-- BEGIN Extracted text --
Introduction to Jam

Jam is a software build tool that makes building simple things simple and building complicated things manageable. It has been developed by Christopher Seiwald at Perforce and then improved by various people over time. It is freely available as C source and is widely used to build commercial and academic software. Jam is a very good solution for conventional C/C++ compile-and-link builds.

Jam is somewhat comparable to Make, but it is a lot simpler to use than Make, it is far more powerful and easy to master. It already works on a large variety of platforms (Unix, Windows, Linux, MacOS, BeOS, etc.), it is trivial to port, and its design is sufficiently clear to allow any average programmer to extend it with advanced features at will. It also is a self-contained tool and does not require installation of any scripting languages or libraries. In fact, a Jam based build process can be bootstrapped only with a C compiler in the path.
-- END Extracted text --
-- BEGIN Data lines --
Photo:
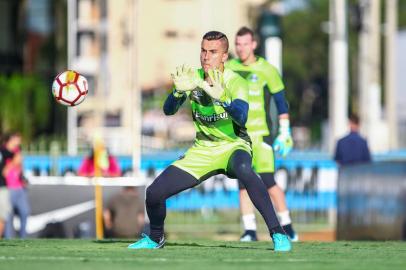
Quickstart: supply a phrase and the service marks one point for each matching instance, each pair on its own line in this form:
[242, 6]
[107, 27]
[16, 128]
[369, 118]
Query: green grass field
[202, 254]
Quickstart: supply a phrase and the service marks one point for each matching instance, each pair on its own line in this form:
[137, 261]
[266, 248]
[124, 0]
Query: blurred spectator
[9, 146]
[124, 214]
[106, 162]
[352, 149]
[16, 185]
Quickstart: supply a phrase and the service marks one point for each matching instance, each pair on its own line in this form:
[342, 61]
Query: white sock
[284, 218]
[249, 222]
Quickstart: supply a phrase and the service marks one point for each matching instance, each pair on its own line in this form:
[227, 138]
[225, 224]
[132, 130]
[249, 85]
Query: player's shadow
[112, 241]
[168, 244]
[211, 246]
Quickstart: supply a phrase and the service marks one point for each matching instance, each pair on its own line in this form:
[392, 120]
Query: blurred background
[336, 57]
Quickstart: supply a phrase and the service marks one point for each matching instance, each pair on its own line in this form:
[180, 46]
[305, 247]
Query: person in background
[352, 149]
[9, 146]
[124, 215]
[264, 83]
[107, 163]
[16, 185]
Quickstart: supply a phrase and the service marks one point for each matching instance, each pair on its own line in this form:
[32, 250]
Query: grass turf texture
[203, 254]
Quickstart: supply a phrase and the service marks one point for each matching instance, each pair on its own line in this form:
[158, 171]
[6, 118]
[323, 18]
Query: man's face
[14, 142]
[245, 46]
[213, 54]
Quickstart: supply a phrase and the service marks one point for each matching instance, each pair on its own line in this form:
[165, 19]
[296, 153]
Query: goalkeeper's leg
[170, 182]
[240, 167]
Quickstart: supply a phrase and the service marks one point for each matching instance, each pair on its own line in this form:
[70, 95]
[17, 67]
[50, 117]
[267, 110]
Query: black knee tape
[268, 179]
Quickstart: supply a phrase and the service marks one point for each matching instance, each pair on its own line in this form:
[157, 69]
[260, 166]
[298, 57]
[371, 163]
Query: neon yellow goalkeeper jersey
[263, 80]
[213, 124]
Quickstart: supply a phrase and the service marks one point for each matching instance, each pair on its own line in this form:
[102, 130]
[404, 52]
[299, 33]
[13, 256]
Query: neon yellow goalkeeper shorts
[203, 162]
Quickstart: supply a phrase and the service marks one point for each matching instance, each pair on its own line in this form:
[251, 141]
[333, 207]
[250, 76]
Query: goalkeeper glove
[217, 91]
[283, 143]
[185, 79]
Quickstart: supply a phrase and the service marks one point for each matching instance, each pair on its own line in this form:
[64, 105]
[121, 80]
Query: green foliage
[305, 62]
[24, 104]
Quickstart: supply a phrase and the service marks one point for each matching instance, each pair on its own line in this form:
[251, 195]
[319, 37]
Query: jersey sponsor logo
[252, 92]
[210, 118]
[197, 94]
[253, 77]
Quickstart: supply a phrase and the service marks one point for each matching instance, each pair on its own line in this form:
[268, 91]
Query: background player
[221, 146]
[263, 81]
-- END Data lines --
-- BEGIN Data lines --
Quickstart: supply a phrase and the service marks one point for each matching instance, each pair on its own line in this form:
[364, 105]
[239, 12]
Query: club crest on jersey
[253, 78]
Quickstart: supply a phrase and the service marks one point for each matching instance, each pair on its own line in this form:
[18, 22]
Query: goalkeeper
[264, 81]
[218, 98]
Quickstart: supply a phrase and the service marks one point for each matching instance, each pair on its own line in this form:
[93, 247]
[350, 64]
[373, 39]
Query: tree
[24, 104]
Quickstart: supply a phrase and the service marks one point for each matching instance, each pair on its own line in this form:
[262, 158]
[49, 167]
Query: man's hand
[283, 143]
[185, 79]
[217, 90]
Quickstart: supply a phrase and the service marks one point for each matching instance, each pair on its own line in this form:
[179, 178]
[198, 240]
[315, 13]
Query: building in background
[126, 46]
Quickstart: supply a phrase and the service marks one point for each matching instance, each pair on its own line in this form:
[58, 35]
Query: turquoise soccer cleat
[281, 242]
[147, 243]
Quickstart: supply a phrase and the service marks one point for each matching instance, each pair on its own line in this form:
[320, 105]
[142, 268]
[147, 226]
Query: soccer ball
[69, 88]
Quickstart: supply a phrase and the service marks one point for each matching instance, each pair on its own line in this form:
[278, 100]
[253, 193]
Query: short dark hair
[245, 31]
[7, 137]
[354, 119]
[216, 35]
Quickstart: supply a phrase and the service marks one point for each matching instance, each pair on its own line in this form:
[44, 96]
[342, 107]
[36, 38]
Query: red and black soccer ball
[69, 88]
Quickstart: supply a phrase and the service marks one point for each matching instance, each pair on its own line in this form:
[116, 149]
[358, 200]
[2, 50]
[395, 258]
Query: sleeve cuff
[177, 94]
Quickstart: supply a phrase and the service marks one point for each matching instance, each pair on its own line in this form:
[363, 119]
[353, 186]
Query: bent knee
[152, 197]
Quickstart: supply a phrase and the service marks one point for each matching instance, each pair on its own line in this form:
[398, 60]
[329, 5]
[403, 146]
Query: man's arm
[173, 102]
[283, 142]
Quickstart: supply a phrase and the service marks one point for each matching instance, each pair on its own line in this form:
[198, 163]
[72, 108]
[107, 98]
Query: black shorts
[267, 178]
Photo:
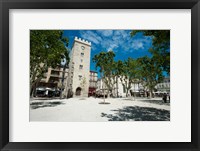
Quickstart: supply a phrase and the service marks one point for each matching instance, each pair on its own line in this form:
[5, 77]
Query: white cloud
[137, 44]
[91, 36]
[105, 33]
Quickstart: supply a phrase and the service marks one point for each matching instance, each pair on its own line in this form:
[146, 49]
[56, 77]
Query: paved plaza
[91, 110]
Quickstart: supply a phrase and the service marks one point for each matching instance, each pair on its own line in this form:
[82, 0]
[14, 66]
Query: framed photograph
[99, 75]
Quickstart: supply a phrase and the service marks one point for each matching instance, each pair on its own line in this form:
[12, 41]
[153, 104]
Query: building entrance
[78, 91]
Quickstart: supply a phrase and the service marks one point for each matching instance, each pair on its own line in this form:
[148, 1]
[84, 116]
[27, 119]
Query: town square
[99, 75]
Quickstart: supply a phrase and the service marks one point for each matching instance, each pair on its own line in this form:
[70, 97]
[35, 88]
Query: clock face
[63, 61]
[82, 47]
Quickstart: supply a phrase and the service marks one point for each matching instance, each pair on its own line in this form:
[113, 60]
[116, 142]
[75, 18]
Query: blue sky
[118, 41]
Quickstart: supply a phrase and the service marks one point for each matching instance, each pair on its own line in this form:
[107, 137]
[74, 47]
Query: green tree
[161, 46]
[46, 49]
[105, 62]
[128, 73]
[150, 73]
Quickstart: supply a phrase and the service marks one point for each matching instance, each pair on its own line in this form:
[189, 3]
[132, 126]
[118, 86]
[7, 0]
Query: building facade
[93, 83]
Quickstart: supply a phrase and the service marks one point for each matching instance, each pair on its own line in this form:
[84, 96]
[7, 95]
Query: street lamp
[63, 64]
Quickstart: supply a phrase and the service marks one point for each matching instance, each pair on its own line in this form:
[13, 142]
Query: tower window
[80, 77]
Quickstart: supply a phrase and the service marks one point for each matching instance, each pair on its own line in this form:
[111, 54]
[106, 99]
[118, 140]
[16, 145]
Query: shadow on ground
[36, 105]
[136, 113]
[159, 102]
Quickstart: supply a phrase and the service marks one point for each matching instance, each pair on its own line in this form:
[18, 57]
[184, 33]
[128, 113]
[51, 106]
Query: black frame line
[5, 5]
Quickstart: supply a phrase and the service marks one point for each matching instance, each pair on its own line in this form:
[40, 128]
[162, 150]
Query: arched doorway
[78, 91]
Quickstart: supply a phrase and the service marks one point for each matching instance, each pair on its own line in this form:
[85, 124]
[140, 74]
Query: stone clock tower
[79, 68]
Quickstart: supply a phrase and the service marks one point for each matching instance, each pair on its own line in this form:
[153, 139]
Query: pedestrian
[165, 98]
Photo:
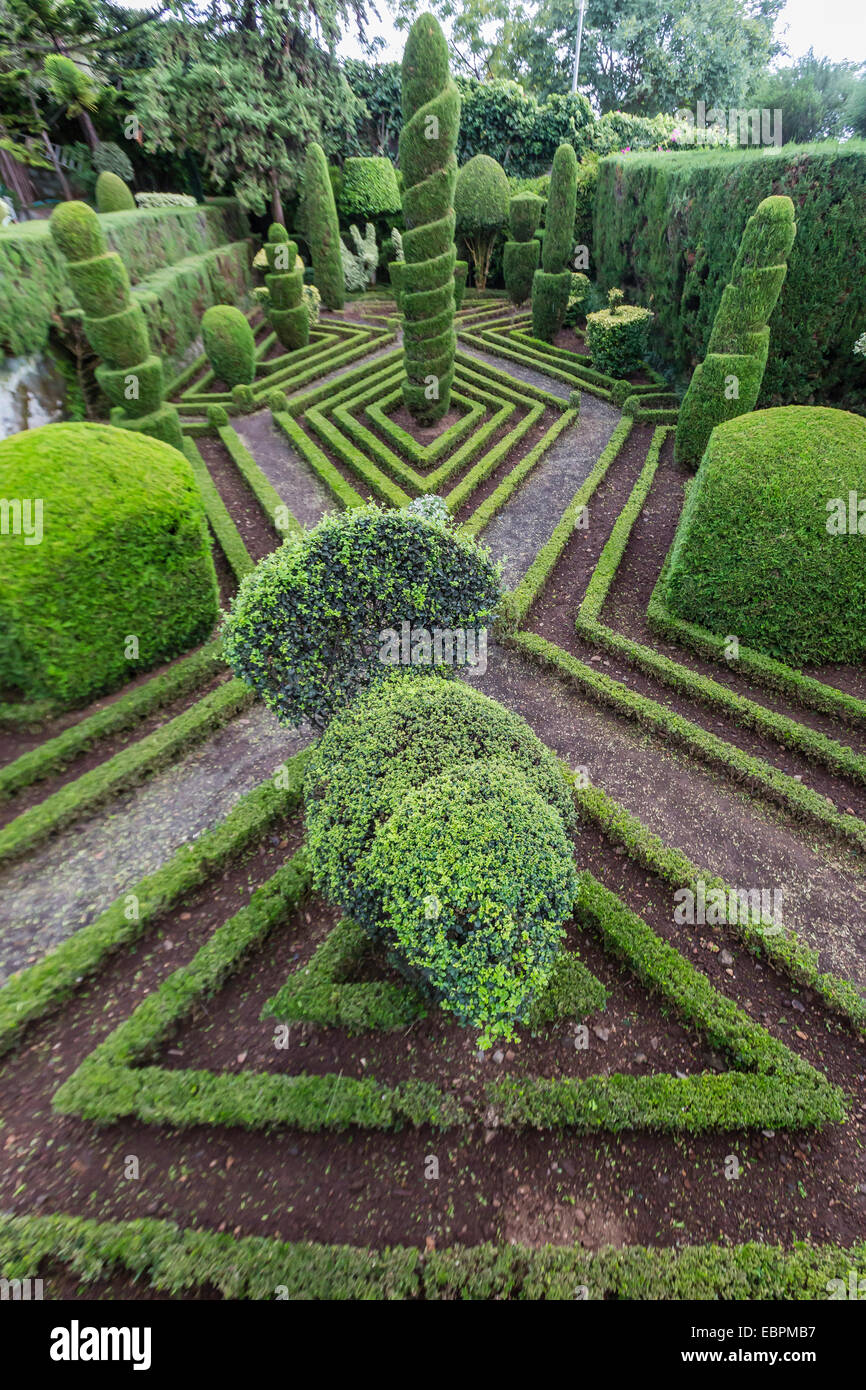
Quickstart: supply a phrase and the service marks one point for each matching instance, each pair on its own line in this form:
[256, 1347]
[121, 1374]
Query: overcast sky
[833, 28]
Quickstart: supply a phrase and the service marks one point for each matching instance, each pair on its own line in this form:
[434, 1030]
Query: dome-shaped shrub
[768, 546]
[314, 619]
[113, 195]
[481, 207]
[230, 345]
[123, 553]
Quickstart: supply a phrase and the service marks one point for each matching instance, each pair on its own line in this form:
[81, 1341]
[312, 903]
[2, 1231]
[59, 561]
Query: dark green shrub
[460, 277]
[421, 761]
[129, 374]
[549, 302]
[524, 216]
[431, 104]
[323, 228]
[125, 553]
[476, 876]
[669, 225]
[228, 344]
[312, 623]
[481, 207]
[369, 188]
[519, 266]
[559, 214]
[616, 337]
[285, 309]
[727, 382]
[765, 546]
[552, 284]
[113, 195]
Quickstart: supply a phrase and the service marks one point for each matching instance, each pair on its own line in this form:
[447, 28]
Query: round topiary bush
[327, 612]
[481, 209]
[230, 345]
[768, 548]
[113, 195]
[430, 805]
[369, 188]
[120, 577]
-- END Data lines --
-- BEGIN Data lines --
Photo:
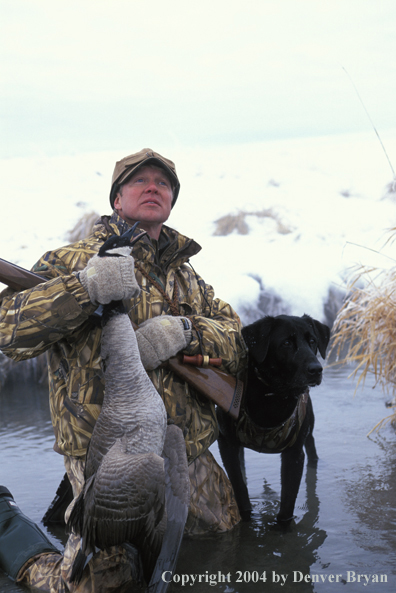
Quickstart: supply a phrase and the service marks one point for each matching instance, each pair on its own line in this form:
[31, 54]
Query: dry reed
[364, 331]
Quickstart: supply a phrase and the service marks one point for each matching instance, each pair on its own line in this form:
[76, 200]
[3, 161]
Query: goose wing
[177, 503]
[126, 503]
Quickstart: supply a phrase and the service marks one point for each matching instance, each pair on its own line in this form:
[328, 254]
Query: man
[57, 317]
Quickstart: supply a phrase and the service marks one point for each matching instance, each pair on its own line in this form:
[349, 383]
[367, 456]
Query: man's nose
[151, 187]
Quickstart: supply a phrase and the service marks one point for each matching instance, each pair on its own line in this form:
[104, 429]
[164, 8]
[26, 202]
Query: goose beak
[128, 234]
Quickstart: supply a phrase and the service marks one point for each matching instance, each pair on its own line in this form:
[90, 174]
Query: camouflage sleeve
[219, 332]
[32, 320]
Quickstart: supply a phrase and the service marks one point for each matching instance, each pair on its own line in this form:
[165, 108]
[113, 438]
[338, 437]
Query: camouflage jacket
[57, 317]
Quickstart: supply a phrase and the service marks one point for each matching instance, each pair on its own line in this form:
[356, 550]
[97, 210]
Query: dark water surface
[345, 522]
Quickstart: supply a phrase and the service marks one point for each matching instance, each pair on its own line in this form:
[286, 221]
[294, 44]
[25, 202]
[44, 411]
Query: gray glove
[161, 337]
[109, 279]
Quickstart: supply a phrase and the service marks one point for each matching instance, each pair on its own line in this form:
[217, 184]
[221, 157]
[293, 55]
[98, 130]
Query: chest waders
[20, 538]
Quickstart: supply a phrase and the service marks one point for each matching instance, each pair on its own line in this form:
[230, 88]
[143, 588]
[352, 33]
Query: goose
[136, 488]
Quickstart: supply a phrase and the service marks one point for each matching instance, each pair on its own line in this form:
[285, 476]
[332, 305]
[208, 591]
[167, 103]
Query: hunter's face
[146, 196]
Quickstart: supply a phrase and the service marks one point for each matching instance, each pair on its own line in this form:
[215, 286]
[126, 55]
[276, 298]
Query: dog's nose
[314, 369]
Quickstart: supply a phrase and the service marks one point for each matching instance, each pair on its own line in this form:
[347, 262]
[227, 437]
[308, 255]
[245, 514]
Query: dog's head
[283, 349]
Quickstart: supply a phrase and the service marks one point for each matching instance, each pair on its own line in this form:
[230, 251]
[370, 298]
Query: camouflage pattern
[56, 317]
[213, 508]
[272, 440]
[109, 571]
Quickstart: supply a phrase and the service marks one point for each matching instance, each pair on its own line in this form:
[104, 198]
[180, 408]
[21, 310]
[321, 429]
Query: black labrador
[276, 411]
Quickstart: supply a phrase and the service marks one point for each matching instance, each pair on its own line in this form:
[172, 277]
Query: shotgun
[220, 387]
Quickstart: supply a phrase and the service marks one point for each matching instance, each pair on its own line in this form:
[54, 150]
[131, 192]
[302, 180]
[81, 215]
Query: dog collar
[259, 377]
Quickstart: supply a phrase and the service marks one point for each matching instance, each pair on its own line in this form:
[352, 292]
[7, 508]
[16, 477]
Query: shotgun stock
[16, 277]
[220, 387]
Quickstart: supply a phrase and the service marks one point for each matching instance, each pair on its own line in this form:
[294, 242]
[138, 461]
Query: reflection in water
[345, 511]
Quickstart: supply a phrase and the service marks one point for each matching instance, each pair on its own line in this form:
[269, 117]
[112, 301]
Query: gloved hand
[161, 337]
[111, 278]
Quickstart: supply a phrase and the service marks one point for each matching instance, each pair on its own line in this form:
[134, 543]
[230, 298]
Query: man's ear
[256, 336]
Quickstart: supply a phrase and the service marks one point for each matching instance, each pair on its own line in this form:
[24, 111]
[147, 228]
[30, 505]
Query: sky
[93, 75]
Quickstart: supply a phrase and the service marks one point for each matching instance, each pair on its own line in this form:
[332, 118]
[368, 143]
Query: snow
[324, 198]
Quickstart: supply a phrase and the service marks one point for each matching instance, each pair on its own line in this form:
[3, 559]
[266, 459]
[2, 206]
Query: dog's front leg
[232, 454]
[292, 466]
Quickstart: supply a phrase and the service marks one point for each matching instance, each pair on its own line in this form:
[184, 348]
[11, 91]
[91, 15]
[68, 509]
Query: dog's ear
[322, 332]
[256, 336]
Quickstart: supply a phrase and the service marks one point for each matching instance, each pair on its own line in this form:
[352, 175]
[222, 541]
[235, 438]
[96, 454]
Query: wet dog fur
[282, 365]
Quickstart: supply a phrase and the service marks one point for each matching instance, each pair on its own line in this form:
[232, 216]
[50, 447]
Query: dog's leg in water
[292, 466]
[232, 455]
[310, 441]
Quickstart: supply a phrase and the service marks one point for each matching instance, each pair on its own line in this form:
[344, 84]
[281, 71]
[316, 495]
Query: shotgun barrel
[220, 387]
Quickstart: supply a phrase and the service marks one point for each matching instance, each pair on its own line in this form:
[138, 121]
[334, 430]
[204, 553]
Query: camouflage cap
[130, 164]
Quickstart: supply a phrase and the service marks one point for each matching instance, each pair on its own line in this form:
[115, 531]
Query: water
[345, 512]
-- END Data lines --
▶ **What is expected**
Reproduce the introduction to Jam above word for word, from its title through its final sentence.

▶ **Task output**
Introduction to Jam

Jam is a software build tool that makes building simple things simple and building complicated things manageable. It has been developed by Christopher Seiwald at Perforce and then improved by various people over time. It is freely available as C source and is widely used to build commercial and academic software. Jam is a very good solution for conventional C/C++ compile-and-link builds.

Jam is somewhat comparable to Make, but it is a lot simpler to use than Make, it is far more powerful and easy to master. It already works on a large variety of platforms (Unix, Windows, Linux, MacOS, BeOS, etc.), it is trivial to port, and its design is sufficiently clear to allow any average programmer to extend it with advanced features at will. It also is a self-contained tool and does not require installation of any scripting languages or libraries. In fact, a Jam based build process can be bootstrapped only with a C compiler in the path.